◆ **Written problem**: Reproduce the listing below word for word, beginning at its first line and continuing through the line that contains "M264 105L257 94L247". Leave the pictures out of your copy.

◆ **Task inputs**:
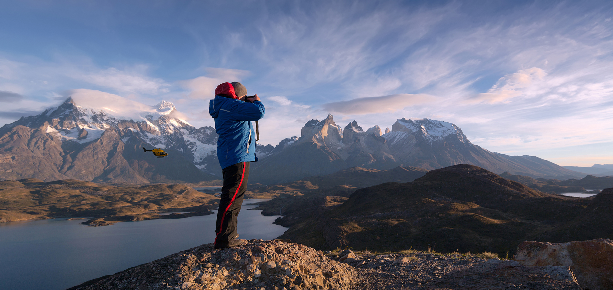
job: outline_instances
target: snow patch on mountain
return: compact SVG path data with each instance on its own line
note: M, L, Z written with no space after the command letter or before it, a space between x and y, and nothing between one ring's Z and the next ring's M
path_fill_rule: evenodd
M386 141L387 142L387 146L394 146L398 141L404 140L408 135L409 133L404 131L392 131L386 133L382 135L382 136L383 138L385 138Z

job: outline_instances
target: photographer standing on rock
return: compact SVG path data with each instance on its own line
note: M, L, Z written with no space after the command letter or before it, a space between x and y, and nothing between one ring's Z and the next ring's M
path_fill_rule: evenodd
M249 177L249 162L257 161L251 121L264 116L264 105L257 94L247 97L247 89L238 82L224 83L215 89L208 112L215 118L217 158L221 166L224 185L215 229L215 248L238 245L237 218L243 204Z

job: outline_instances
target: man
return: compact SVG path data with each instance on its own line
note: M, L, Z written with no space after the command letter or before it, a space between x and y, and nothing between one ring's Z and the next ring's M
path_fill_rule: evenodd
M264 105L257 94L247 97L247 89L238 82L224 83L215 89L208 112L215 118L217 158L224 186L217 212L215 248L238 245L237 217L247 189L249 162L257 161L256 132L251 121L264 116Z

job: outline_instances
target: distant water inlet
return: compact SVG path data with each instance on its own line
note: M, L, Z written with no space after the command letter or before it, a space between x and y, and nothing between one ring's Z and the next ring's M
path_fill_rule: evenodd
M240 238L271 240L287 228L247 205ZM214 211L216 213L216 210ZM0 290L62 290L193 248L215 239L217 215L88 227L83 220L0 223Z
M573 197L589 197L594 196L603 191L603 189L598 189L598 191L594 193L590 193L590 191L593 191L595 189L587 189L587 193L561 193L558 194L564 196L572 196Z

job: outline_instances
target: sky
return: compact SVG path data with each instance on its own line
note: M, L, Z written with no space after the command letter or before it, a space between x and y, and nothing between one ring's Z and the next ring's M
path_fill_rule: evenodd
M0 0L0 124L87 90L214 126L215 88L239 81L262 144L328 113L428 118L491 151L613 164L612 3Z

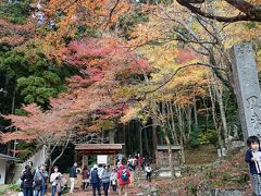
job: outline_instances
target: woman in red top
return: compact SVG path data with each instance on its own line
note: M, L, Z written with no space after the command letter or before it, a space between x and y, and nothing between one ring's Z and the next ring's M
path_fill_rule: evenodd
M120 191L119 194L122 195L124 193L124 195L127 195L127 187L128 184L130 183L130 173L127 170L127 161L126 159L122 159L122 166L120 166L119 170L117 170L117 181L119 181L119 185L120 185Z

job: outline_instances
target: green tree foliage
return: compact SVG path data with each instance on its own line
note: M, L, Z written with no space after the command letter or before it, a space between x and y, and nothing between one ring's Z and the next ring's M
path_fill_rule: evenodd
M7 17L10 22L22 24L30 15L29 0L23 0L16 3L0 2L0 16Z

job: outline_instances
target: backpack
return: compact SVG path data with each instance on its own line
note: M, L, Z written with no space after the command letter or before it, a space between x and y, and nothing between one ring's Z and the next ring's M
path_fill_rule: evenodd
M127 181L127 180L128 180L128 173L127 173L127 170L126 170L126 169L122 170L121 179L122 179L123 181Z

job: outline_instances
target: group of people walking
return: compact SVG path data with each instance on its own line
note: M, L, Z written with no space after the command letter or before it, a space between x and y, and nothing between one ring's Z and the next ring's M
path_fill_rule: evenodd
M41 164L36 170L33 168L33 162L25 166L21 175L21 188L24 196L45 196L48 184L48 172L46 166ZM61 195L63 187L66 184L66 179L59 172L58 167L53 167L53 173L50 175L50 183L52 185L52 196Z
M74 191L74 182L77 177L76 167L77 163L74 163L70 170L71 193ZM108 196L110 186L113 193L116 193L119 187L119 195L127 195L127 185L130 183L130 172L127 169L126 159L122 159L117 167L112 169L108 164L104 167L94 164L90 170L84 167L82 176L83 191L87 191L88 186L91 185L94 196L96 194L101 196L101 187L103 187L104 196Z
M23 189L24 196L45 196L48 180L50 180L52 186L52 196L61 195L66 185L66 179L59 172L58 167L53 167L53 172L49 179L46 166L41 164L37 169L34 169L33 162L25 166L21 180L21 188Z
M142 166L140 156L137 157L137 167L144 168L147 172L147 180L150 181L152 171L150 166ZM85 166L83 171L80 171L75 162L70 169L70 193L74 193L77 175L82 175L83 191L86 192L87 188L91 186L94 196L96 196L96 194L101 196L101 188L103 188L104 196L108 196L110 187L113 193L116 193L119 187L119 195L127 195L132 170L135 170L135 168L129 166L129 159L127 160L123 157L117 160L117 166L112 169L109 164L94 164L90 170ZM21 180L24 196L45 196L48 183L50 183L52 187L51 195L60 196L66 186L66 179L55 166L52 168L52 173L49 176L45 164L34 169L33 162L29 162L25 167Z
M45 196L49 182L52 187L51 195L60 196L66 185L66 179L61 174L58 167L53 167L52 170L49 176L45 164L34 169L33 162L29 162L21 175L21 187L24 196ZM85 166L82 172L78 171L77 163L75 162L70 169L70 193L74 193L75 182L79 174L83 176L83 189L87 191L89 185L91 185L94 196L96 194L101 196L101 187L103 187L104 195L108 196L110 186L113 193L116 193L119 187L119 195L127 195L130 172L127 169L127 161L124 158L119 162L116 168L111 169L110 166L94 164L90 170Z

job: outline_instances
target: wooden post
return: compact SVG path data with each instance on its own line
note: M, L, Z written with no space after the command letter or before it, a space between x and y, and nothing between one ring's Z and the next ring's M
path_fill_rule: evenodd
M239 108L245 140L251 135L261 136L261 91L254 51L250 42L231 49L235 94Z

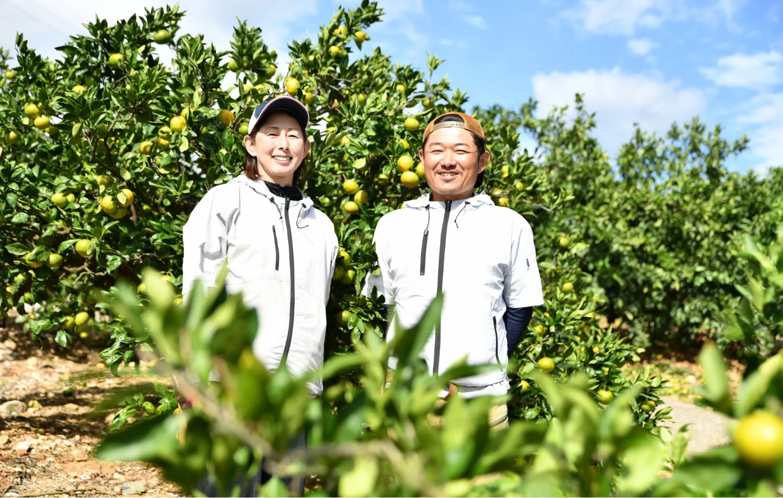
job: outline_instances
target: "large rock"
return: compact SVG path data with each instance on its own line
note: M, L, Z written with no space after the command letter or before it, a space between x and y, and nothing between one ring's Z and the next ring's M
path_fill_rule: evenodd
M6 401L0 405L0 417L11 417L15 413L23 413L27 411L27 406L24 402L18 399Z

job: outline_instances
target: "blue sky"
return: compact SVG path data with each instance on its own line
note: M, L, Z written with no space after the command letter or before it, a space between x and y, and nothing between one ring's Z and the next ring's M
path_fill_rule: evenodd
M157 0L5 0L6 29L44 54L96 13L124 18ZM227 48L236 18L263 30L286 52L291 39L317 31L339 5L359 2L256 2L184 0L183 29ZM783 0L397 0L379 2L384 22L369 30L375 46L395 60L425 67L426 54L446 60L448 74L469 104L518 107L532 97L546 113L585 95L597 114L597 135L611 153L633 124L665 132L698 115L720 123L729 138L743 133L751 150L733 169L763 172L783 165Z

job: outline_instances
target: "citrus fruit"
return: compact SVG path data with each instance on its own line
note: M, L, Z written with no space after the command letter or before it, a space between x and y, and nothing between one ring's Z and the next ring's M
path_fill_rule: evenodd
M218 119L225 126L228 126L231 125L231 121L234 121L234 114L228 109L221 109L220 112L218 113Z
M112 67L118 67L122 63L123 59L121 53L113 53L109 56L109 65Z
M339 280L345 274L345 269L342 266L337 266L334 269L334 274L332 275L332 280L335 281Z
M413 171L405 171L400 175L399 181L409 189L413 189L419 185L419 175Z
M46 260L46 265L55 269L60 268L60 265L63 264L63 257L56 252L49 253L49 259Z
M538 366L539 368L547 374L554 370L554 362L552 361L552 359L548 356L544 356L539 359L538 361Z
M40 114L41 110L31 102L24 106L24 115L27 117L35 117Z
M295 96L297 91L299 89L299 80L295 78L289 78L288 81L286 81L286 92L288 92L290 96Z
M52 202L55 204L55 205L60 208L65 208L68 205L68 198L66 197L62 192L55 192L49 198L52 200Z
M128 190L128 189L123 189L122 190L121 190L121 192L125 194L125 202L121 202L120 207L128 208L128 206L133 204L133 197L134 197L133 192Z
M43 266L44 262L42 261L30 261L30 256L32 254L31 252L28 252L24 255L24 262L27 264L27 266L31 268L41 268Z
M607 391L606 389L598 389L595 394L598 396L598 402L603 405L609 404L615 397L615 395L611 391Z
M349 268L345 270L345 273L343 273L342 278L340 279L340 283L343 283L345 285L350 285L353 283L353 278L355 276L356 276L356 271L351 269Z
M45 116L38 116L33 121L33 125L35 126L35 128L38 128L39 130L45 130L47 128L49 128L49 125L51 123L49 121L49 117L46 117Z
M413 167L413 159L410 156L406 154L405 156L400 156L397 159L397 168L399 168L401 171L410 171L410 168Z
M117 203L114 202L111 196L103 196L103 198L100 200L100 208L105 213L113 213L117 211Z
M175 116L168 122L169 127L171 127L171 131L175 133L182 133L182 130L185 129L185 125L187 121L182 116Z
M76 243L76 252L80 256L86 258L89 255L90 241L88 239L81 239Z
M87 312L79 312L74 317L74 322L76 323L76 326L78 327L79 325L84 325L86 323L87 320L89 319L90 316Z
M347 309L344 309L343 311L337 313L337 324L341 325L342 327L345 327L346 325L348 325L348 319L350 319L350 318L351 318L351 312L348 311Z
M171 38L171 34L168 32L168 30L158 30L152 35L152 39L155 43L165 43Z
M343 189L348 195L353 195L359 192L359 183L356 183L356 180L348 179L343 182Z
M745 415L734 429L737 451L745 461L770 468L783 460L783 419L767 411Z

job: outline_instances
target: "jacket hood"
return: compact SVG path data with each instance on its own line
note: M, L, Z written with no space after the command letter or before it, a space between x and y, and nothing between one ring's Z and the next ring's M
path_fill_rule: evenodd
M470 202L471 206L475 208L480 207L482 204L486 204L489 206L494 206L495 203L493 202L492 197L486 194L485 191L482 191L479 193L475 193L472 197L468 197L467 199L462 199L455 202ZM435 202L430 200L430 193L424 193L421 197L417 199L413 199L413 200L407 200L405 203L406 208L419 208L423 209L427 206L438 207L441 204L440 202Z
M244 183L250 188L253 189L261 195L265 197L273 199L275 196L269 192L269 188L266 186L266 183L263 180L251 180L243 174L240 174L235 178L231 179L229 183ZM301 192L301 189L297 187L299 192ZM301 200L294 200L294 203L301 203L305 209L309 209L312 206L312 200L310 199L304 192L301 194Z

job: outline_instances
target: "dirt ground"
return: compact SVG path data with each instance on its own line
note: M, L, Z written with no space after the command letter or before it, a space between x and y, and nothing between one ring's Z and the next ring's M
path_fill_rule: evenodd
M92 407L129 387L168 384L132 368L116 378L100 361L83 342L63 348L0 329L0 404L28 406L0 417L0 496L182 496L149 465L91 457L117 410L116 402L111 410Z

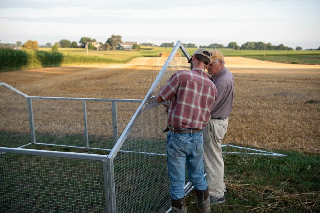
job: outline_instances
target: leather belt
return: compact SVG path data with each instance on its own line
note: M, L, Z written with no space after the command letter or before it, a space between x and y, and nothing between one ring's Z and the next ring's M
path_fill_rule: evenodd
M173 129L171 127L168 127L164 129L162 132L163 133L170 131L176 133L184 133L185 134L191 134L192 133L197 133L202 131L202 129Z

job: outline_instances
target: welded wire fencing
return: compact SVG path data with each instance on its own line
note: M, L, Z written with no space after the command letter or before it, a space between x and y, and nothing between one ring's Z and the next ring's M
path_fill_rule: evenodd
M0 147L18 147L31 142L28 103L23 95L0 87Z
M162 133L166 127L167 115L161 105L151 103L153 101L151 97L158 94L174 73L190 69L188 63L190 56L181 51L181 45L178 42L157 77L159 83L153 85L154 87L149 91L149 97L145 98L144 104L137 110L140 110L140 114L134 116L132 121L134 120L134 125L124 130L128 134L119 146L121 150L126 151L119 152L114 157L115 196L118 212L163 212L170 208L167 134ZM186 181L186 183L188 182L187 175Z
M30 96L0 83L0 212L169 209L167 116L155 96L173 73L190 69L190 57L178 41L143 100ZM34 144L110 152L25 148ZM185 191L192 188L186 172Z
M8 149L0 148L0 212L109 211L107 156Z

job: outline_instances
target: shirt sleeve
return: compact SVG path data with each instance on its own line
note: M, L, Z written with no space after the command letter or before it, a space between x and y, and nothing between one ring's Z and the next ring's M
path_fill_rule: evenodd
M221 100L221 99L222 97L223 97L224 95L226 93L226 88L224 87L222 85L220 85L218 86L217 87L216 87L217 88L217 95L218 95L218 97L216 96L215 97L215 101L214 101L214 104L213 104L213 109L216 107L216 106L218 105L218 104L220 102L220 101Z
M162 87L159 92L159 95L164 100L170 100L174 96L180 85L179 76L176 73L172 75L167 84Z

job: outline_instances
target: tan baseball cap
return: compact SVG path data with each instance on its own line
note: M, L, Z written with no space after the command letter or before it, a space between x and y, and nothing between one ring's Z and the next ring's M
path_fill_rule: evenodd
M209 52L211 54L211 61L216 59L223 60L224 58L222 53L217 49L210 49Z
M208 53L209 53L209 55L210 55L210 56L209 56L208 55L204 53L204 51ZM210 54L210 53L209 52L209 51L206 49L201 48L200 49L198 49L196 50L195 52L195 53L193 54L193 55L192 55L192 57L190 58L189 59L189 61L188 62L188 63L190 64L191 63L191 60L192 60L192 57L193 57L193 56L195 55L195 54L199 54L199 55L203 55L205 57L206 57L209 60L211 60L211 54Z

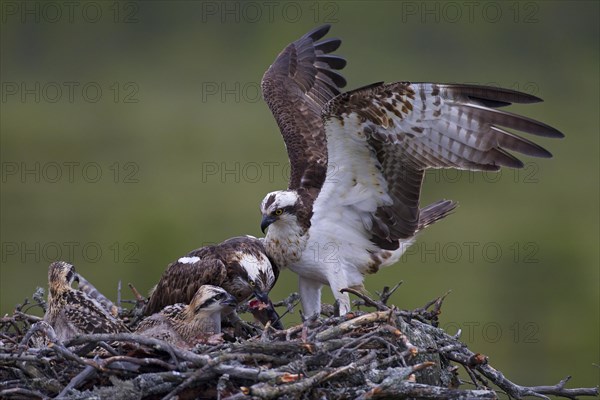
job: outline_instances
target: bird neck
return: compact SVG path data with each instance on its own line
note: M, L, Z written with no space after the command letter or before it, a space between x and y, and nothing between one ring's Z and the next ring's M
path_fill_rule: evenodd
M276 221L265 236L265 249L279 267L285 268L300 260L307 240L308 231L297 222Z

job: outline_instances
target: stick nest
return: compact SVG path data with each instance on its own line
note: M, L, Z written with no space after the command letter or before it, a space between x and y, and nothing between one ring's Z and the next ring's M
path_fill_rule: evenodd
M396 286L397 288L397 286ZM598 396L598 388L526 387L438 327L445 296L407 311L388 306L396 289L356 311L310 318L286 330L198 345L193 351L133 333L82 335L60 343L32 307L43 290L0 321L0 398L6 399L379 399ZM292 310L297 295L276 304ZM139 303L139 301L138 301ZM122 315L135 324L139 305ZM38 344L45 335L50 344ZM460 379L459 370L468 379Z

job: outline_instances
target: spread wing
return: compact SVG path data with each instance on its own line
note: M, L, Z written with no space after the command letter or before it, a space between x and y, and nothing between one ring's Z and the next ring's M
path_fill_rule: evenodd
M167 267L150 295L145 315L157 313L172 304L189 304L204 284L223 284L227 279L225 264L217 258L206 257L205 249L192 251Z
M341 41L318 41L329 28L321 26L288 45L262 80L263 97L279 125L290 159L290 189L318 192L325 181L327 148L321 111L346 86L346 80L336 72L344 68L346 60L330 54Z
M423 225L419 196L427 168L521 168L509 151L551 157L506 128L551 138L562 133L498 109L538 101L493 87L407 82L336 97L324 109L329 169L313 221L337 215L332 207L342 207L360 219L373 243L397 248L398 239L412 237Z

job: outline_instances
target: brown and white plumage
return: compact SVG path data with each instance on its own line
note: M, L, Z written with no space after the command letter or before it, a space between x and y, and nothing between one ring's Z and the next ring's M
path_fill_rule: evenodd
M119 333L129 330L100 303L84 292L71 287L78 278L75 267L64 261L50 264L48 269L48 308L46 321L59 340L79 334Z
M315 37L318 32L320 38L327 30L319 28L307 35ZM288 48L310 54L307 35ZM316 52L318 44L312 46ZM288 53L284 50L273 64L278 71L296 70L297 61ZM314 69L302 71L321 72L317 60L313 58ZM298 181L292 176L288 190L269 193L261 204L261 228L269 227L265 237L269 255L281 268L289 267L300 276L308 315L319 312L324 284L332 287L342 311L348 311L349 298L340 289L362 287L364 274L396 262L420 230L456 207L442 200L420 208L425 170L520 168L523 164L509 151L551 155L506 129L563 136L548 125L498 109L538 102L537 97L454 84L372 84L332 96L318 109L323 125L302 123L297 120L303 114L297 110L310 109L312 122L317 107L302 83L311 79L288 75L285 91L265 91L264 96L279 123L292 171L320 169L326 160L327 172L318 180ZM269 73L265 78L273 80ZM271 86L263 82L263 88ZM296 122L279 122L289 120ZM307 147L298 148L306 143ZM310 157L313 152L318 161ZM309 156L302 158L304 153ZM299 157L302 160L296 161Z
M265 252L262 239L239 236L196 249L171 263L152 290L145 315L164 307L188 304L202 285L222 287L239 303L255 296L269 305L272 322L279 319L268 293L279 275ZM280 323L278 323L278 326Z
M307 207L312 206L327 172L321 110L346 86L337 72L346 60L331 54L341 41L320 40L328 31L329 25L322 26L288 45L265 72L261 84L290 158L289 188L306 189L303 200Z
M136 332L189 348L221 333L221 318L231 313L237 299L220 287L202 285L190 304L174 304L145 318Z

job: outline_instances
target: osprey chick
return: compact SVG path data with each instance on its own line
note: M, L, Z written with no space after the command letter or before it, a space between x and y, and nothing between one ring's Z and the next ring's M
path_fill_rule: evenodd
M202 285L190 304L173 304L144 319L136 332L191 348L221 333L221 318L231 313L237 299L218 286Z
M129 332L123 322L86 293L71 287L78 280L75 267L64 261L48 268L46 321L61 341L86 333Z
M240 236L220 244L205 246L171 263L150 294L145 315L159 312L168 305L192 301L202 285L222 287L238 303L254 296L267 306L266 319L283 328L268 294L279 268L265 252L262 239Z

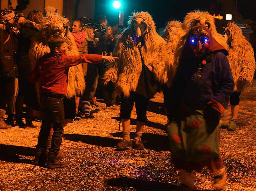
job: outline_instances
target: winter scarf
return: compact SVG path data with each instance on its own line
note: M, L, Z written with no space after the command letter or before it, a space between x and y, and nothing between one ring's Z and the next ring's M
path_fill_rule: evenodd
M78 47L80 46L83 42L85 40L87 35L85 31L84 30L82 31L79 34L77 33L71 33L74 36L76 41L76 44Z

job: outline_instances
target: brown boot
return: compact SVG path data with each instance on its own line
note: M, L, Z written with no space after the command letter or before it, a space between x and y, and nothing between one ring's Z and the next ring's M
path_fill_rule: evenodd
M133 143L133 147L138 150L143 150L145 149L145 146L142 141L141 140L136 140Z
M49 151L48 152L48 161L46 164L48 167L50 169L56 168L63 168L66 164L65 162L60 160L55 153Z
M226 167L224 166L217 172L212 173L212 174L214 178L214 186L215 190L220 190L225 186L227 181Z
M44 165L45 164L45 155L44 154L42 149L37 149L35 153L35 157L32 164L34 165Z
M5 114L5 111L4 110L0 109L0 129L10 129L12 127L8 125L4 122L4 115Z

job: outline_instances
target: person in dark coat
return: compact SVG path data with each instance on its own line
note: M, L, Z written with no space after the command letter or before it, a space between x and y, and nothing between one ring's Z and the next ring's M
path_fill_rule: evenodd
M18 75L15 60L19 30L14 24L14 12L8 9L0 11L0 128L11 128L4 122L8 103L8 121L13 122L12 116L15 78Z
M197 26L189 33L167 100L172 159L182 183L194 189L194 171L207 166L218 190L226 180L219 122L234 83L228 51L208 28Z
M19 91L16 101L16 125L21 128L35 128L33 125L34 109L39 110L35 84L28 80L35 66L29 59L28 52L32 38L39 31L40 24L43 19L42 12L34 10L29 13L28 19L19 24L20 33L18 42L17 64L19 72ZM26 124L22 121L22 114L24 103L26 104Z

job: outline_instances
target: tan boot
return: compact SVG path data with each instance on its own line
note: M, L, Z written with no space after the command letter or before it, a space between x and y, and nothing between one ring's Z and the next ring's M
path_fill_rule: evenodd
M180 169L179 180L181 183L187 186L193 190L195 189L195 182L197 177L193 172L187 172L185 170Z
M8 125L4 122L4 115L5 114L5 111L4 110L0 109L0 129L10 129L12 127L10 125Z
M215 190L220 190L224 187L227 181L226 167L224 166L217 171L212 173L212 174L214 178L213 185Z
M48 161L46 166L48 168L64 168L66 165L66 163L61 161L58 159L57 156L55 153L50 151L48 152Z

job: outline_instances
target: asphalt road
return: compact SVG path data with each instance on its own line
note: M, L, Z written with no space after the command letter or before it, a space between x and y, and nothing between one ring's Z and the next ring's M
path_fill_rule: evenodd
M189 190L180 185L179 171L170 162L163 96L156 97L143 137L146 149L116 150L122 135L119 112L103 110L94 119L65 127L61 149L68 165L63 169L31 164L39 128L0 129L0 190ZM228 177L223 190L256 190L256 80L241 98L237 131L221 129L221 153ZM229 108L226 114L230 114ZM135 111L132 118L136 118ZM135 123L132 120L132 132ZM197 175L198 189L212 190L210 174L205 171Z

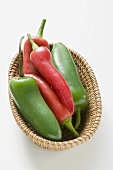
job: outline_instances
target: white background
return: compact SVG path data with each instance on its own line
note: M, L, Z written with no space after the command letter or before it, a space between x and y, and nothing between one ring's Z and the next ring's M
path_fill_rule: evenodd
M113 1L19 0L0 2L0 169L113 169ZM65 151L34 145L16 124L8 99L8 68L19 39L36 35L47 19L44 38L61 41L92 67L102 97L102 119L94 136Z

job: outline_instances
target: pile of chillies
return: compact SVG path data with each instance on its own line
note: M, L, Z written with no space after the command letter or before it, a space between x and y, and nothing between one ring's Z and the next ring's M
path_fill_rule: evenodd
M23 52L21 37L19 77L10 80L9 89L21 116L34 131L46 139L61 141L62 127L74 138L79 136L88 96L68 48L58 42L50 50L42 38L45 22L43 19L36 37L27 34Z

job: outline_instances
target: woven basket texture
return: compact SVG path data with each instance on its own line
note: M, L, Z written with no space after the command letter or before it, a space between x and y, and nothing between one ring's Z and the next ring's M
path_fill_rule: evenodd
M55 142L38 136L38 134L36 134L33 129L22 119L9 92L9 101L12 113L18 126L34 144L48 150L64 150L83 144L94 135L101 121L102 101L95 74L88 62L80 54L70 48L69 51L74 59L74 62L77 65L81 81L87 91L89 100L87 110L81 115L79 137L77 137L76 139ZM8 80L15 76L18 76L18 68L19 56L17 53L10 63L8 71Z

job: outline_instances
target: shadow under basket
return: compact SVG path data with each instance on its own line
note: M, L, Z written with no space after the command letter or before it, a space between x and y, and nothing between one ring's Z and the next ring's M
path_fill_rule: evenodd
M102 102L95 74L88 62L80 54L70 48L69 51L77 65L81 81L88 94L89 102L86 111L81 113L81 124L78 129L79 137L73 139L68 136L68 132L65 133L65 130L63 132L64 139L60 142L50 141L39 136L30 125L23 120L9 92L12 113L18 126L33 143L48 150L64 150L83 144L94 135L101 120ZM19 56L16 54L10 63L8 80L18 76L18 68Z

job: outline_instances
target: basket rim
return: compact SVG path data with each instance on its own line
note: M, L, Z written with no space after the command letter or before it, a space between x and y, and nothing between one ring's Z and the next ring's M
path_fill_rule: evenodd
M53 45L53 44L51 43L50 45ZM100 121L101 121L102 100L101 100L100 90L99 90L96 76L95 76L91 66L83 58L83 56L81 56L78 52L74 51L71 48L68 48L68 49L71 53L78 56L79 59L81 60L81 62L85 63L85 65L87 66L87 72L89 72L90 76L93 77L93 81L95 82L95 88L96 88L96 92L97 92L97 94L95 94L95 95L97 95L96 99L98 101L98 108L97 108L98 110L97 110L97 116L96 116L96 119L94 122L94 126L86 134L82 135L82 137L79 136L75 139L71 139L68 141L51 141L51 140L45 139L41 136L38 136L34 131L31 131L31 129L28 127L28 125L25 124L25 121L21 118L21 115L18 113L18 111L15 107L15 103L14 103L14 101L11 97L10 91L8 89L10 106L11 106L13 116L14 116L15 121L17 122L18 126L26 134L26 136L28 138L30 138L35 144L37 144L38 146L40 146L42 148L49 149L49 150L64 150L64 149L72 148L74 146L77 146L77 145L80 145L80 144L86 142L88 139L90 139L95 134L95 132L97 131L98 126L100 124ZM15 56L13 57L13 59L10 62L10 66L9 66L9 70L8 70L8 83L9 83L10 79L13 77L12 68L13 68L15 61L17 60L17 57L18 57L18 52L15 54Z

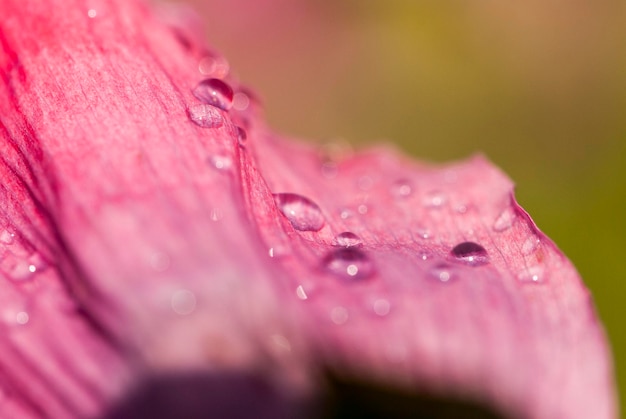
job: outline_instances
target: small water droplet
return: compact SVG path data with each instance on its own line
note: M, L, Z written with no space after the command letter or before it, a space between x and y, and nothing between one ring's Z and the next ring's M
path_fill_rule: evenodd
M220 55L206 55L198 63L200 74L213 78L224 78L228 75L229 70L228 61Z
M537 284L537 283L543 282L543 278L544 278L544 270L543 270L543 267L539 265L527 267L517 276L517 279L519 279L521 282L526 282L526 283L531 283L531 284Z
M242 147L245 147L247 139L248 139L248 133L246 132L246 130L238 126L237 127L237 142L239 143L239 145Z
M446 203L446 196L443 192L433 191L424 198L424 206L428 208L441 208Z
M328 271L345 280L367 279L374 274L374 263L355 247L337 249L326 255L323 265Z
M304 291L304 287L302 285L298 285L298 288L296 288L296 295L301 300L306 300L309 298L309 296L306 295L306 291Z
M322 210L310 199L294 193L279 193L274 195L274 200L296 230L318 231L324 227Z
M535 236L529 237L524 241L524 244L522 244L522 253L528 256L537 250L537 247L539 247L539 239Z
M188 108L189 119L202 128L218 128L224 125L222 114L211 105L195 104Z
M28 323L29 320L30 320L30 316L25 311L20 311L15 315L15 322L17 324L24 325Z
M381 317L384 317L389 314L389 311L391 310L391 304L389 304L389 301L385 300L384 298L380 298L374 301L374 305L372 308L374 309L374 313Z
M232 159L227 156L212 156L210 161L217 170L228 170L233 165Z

◆ **Written solution**:
job: outline_instances
target: snow patch on mountain
return: compact SVG path data with each instance on its own line
note: M, L, Z written with no space after the command letter or before it, a space between x and y, and nothing between one ring's Z and the next ring's M
path_fill_rule: evenodd
M386 141L387 142L387 146L394 146L398 141L404 140L408 135L409 133L404 131L392 131L386 133L382 135L382 136L383 138L385 138Z

job: outline_instances
target: photographer standing on rock
return: compact SVG path data with each instance on its own line
note: M, L, Z written with no space after the command letter or before it, a space between x and y, and nothing between one ring's Z and the next ring's M
path_fill_rule: evenodd
M249 177L249 162L257 161L251 121L264 116L264 105L257 94L247 97L247 89L238 82L224 83L215 89L208 112L215 118L217 158L221 166L224 185L215 229L215 248L238 245L237 218L243 204Z

job: outline_instances
target: man
return: compact SVG path data with each instance on its own line
note: M, L, Z written with no space after the command letter or before it, a space between x and y, and nothing between one ring's Z and the next ring's M
path_fill_rule: evenodd
M264 105L257 94L247 97L247 89L238 82L224 83L215 89L208 112L215 118L217 158L224 186L217 212L215 248L238 245L237 217L247 189L249 162L257 161L256 132L251 121L264 116Z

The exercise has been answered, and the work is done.